Source:

Preamp Deal of the Century


If anyone is looking for a true "World Class" preamp at a very fair price..heed my advice. I just recieved a Supratek Syrah preamp that was hand built by Mick Maloney in Western Australia, and it is absolutely beautiful! This preamp is the best deal you will ever find. I would put it up against any preamp out there for both looks and sound. Price? $2500 for the Syrah (includes Killer Phono stage). Not into phono? Try the Chardonney line stage for $2100. Don't get me wrong, I am not associated with this company. I am just a very happy owner! This preamp is VERY dynamic, yet liquid. It conveys the sound of music better than any other preamp that I have ever heard! You can check out the Supratek website at www. cantech.net.au
slowhand
Hey Khrys, just give it a rest.

Everyone is now fully aware of your sentiments, so why not just move on. You are contributing nothing here.

You remind me of MikeCH in the whole Newform controversy.
Theaudiotweak,

I find your argument a bit funny considering your Audiogon name... heh heh.

Anyway, you have to remember that all audio components aimed at the retail market (in general) are designed to be sold at a particular price point. Even Mick's preamps. Also, you need to remember that all tubes are not equal. Different tubes (of the same tube type), sound different. Now, many times tube designers will use some of the least expensive tubes they can for their stock product (to get the price down ofc... excellent tubes can really inflate the price of a particular component).

I would be the last to say that any tube sounds better than the stock tubes of tube gear. I would also not say that more expensive tubes will always sound better than less expensive tubes. I have a tube DAC that sounds better with $50 Siemans Falcon 6922 tubes than $150 Amperex 7308 premium quality white label tubes. However, both of those sets of tubes completely blows away (sonically) the Russian stock tubes the DAC comes with.

The inherent thing about tubes which is both their advantage and their bane is that they do add distortion to the signal. The more tubes a signal is run through, the more distortion that is added. No way around that, that I know of. The great thing about tubes is that in general they add mostly 2nd order and 4th order distortion (mostly 4th order). This distortion is picked up by our ear as more of musical qualities than anything else. Solid state on the other hand adds mostly 3rd order distortion. 3rd order distortion is picked up by our ears as not musical at all.

The problem, Theaudiotweak, is that tubes are funky devices. Saying that a tube piece must be 'heard as it really is' is like saying the best time to take a picture of a race car is while it is going 220MPH. No matter what tubes you use in a piece of audio gear (be them stock or some of the best you can buy), the sound of the tubes is constantly changing from second 1 they are installed and the devices is turned on. It is a type of performance curve they follow during their lifetime which is constantly changing and eventually ends in the tube not able to function. And after your stock tubes need replacing, what are you going to do? Get some more of the same tubes? You can... but you will not be guarenteed the same performance of your original stock tubes. Because, in general no two sets of tubes (even the same make and model) will necessarily perform the same.

Thus, people tube roll because their is a distict possibility they can achieve better performance from different tubes then their stock ones, OR their stock ones have gone kaput and they need new tubes (thinking that different tubes might work better than stock or maybe their stock ones are not available on the open market).

Theaudiotweak, you sound like a solid state guy.

Gotta run.

Data extract:
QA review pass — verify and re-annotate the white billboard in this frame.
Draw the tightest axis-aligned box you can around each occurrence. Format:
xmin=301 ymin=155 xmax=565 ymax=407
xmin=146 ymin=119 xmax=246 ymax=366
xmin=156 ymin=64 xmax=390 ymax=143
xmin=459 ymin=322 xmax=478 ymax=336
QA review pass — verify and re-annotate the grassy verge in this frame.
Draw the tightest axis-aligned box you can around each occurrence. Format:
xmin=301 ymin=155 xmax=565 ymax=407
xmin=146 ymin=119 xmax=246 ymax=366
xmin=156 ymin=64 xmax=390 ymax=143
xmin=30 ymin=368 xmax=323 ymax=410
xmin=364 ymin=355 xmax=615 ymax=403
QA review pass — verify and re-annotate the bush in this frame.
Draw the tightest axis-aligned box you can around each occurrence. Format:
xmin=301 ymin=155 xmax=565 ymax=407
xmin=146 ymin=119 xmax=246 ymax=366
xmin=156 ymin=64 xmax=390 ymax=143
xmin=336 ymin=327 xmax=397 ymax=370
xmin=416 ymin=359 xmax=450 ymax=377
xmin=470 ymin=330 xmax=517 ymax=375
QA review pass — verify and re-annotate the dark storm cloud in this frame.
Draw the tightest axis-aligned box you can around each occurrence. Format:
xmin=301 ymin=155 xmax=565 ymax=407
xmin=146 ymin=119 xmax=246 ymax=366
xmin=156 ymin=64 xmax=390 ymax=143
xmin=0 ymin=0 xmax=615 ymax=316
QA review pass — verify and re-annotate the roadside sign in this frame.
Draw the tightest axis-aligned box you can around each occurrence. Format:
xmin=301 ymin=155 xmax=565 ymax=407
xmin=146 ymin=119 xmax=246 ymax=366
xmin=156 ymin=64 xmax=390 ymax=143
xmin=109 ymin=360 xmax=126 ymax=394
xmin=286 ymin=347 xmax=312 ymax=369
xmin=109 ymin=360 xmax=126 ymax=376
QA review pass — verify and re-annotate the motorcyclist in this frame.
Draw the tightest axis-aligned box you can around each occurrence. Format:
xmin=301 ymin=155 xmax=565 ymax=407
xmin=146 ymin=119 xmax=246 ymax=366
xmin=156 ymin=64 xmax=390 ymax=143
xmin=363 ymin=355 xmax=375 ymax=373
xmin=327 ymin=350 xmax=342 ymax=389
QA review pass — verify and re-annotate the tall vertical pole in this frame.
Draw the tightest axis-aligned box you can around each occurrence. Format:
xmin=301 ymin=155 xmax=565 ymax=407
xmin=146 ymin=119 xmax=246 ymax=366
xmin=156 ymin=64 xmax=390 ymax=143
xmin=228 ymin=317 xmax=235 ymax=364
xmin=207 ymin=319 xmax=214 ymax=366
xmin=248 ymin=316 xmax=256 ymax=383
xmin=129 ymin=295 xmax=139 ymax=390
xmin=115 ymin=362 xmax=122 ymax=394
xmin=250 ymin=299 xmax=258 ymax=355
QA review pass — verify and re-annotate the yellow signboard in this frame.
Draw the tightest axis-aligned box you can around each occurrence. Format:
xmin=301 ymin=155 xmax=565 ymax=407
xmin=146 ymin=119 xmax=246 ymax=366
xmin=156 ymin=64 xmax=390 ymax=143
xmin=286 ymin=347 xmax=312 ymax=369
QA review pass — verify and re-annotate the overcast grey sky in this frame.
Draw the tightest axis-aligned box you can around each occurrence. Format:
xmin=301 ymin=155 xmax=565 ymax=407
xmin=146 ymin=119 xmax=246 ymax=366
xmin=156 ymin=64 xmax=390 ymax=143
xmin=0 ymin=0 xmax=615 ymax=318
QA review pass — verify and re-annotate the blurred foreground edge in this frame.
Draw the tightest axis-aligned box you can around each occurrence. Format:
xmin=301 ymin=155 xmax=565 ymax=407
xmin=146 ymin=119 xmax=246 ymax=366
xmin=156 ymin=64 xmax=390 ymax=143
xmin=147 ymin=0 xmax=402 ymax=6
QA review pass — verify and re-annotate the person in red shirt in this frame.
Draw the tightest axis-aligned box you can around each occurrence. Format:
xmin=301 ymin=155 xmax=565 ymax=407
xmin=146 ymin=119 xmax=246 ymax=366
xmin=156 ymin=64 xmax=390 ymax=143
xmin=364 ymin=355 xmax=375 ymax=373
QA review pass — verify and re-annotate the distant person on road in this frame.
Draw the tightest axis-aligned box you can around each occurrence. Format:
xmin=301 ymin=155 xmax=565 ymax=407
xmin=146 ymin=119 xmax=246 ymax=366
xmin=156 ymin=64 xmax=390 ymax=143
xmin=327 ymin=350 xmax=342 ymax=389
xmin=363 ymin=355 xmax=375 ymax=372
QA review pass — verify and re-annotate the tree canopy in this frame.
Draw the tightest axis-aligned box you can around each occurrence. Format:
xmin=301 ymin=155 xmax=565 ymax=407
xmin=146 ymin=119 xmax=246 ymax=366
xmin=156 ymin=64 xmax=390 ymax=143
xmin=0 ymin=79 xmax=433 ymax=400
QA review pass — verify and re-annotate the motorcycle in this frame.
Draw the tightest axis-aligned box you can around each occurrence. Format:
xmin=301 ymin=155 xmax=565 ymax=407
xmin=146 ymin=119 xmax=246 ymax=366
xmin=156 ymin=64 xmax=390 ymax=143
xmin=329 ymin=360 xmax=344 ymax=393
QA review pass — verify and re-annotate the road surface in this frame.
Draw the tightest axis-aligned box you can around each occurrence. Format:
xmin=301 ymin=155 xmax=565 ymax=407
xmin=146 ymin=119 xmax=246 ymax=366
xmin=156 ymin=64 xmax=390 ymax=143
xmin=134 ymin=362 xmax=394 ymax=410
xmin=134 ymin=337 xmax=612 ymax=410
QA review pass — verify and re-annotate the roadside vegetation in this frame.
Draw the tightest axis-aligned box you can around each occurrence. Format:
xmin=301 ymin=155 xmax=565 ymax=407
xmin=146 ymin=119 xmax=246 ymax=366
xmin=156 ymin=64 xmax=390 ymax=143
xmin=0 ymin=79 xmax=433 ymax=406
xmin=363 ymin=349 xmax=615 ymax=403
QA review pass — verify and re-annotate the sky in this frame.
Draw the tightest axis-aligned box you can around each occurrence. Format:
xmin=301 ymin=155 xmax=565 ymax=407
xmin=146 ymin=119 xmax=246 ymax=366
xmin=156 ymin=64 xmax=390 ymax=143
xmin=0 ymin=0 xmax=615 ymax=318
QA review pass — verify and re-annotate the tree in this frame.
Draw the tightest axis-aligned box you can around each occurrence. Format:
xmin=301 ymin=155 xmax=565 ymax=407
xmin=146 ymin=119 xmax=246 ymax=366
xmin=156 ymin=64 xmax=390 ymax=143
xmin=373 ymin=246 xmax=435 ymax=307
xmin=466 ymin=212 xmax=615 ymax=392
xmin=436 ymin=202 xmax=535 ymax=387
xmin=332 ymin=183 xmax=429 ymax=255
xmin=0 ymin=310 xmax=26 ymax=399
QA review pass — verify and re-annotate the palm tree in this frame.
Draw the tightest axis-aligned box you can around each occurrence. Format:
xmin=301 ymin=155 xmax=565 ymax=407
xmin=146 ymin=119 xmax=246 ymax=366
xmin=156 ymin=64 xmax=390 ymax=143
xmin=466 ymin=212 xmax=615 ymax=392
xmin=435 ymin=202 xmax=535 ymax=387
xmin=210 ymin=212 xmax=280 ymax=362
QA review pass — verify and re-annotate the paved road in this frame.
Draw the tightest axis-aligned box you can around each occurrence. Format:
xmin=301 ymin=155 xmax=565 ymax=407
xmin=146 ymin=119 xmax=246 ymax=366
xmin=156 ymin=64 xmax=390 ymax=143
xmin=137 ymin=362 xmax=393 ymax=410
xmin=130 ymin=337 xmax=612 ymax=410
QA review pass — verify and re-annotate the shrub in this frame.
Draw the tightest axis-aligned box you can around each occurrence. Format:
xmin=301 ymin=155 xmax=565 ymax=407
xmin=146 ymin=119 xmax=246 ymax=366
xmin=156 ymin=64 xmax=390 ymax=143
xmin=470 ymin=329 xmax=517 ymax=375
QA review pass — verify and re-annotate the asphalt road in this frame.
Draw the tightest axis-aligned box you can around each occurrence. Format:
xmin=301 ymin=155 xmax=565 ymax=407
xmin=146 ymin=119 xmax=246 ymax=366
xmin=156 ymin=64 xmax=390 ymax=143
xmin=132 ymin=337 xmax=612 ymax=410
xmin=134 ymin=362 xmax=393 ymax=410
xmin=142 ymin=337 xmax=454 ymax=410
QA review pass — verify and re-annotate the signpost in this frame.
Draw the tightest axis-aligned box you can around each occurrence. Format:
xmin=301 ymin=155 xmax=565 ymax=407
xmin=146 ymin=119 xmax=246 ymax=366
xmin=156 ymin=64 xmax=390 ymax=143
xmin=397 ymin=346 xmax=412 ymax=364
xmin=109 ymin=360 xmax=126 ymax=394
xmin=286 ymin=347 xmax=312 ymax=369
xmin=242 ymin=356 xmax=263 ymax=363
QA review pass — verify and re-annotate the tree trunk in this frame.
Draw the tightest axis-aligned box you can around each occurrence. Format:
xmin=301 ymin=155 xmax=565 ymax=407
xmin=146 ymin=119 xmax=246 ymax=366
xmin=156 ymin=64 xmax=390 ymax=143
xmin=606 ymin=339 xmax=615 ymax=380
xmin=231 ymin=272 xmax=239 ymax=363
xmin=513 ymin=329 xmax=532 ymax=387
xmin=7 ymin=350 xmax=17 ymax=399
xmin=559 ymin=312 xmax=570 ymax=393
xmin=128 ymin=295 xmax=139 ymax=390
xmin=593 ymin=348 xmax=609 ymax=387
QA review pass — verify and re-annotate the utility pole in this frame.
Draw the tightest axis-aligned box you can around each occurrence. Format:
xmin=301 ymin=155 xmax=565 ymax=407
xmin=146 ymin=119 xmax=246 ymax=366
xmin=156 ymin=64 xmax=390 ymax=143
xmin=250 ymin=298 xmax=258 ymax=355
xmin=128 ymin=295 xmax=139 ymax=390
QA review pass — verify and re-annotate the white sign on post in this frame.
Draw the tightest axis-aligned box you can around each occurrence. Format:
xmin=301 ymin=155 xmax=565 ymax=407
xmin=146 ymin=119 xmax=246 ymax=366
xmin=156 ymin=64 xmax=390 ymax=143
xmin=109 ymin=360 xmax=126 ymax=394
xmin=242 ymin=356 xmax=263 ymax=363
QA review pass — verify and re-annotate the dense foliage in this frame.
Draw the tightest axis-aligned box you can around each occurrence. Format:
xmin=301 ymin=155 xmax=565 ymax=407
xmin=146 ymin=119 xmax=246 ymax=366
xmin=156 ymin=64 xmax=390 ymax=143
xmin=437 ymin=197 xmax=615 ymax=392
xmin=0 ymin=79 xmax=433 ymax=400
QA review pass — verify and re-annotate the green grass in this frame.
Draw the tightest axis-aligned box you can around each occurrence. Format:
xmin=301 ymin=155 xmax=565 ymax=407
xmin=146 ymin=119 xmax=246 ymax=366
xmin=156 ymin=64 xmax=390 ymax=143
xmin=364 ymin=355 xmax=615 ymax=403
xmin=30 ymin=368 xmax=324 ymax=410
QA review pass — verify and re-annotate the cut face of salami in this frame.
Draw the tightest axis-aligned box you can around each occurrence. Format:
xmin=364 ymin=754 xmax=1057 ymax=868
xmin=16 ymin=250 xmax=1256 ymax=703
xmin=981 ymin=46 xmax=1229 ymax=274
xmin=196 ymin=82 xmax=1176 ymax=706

Objectives:
[1] In the preamp thread, what price is given for the Chardonney line stage?
[2] Please reproduce the part of the preamp thread that opens with the words containing "If anyone is" and closes with "give it a rest.".
Rely only on the preamp thread.

Solutions per task:
[1] $2100

[2]
If anyone is looking for a true "World Class" preamp at a very fair price..heed my advice. I just recieved a Supratek Syrah preamp that was hand built by Mick Maloney in Western Australia, and it is absolutely beautiful! This preamp is the best deal you will ever find. I would put it up against any preamp out there for both looks and sound. Price? $2500 for the Syrah (includes Killer Phono stage). Not into phono? Try the Chardonney line stage for $2100. Don't get me wrong, I am not associated with this company. I am just a very happy owner! This preamp is VERY dynamic, yet liquid. It conveys the sound of music better than any other preamp that I have ever heard! You can check out the Supratek website at www. cantech.net.au
slowhand
Hey Khrys, just give it a rest.